[Object detection data]
○ ○ ○ ○ ○ ○ ○
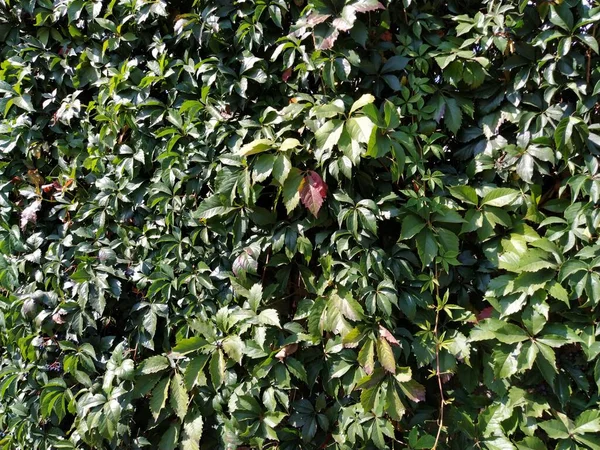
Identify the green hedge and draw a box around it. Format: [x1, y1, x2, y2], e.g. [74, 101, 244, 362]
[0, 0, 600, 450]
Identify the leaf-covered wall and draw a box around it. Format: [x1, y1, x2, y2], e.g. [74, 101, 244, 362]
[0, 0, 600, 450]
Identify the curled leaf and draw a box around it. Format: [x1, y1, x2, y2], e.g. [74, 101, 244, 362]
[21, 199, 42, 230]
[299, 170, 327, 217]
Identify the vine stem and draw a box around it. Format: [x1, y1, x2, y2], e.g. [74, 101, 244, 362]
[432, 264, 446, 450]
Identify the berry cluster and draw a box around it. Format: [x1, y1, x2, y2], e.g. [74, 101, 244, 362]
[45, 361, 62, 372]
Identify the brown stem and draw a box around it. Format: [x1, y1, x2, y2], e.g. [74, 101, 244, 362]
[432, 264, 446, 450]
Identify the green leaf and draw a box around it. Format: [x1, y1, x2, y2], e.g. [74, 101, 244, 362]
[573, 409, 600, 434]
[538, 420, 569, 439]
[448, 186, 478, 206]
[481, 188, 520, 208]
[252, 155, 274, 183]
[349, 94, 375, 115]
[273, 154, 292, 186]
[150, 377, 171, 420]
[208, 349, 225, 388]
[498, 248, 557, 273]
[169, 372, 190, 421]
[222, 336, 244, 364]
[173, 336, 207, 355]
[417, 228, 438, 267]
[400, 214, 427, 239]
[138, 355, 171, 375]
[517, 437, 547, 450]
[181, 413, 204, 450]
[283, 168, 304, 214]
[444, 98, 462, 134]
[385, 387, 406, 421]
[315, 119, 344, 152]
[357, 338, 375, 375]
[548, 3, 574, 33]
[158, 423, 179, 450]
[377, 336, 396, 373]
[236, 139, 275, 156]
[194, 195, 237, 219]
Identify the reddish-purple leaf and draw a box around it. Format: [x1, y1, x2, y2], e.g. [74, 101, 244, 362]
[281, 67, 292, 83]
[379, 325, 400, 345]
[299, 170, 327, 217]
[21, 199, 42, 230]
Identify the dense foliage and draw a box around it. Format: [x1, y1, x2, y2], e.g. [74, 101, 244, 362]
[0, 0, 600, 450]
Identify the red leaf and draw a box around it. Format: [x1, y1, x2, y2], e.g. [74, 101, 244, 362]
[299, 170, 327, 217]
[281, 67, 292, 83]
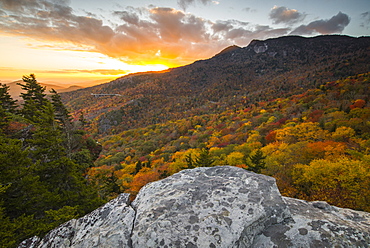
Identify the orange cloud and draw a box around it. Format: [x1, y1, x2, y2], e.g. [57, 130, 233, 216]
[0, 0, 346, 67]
○ ○ ○ ○ ○ ○ ○
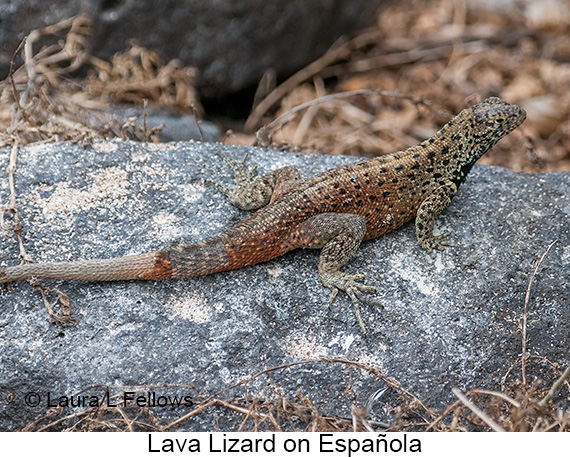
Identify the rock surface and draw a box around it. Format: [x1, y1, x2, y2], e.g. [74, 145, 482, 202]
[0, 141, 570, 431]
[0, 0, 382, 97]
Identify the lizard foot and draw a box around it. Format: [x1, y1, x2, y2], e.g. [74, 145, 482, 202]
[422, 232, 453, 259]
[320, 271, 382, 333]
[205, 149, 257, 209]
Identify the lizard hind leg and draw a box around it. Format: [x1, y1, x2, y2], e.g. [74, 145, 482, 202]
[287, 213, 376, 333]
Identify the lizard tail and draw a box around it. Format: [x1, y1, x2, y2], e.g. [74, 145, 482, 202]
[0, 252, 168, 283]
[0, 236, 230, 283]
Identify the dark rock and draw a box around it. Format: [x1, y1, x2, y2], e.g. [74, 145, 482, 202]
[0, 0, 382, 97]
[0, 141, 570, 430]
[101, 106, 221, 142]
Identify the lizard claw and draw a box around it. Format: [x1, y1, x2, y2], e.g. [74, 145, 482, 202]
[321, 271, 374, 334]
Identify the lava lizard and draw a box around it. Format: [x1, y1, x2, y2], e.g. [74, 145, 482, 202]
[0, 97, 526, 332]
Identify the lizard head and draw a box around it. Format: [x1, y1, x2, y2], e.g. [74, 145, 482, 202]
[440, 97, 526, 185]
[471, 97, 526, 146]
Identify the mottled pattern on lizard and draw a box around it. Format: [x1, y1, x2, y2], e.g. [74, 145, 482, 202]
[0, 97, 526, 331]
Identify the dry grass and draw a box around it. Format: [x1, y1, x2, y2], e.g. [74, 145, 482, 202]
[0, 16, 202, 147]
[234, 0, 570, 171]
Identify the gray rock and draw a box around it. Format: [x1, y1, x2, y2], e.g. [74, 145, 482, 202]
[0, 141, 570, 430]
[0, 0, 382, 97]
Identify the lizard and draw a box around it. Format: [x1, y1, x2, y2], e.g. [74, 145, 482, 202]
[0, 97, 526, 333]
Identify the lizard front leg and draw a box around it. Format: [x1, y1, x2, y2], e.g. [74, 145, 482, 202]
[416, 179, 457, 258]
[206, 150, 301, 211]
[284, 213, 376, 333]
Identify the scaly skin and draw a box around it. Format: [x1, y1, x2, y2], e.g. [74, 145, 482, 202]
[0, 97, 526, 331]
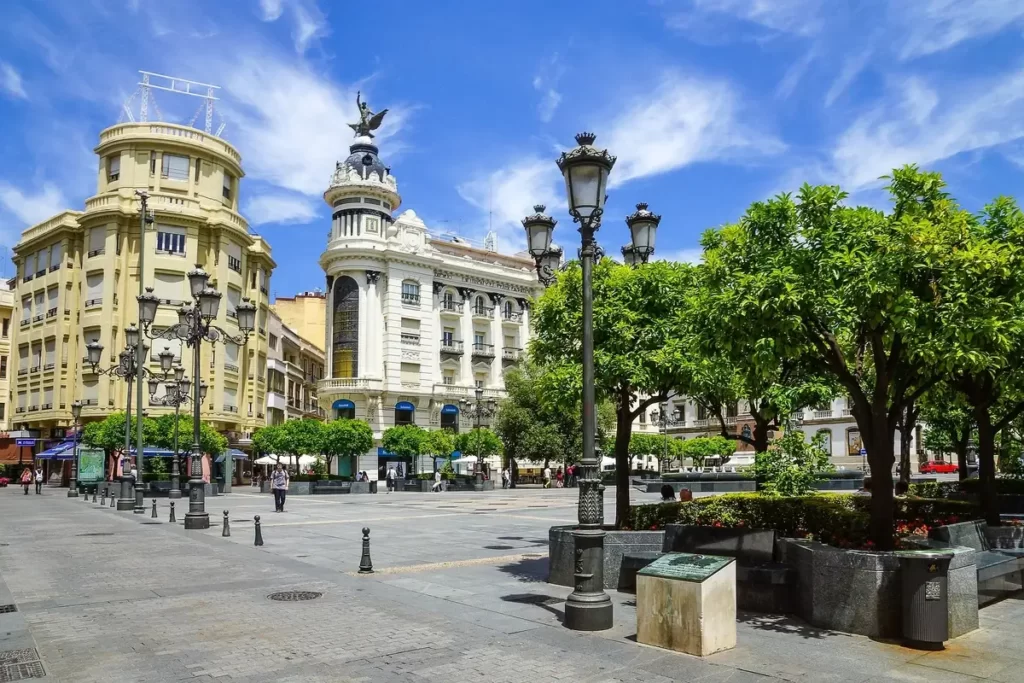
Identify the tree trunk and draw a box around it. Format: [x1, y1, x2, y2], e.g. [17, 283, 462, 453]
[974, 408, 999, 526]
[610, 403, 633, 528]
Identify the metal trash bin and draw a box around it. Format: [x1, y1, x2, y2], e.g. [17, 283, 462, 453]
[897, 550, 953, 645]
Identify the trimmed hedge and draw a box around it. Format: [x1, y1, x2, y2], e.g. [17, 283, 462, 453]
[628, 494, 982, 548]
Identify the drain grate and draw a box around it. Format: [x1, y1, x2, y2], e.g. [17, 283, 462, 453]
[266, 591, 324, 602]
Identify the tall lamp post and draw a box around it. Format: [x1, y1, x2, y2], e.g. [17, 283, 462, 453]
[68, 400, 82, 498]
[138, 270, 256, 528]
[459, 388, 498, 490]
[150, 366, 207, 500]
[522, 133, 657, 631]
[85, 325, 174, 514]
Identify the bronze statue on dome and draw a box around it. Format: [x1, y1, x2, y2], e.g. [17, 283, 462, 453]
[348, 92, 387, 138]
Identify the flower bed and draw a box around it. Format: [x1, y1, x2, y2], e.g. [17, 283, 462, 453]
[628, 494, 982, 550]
○ ○ ○ ○ ○ ○ ○
§ **Exercise aim**
Copy the rows above word for word, from the line containing "Identify the gray" up to and including the line containing "[628, 494, 982, 550]". Leave out the picture markers.

§ **Completed exercise**
Identify the gray rock and draw a box around it. Format: [x1, y1, x2, y2], e.g. [74, 145, 482, 202]
[0, 141, 570, 430]
[0, 0, 382, 97]
Identify the lizard and draw a box around it. Format: [x1, y1, x2, y2], e.g. [74, 145, 482, 202]
[0, 97, 526, 333]
Identify the lizard front leg and draw a box around it. Format: [x1, y1, x2, y2], e.g. [74, 145, 482, 202]
[416, 179, 457, 258]
[206, 150, 301, 211]
[284, 213, 376, 333]
Identify the scaly skin and draw a box around it. Format: [x1, y1, x2, y2], e.g. [74, 145, 482, 202]
[0, 97, 526, 331]
Identify the tree trunk and draw a box around it. Format: [x1, y1, x2, y2], e.g. [17, 283, 462, 453]
[974, 408, 999, 526]
[610, 403, 633, 528]
Identify the metal trash bin and draw a box around it. Format: [x1, y1, x2, y2], e.g. [17, 283, 462, 453]
[897, 550, 953, 645]
Identify the trimmed hedge and draw a box around it. Format: [x1, y1, x2, y2], e.g. [17, 283, 462, 453]
[628, 494, 982, 548]
Identify the drain grate and draw a box around it. Format: [x1, y1, x2, y2], e.g. [17, 283, 462, 453]
[266, 591, 324, 602]
Identify the tall lamp post and draw a box around it. Format: [x1, y1, x2, y2], e.g. [17, 283, 462, 453]
[68, 400, 82, 498]
[138, 270, 256, 528]
[459, 388, 498, 490]
[150, 366, 207, 500]
[522, 133, 657, 631]
[85, 325, 174, 514]
Identify the bronze statue on dome and draw a box around it. Format: [x1, y1, x2, y2], e.g. [17, 283, 462, 453]
[348, 92, 387, 138]
Identify the flower bed and draw a box around it. Format: [x1, y1, x2, y2], e.g. [17, 283, 462, 453]
[628, 494, 982, 550]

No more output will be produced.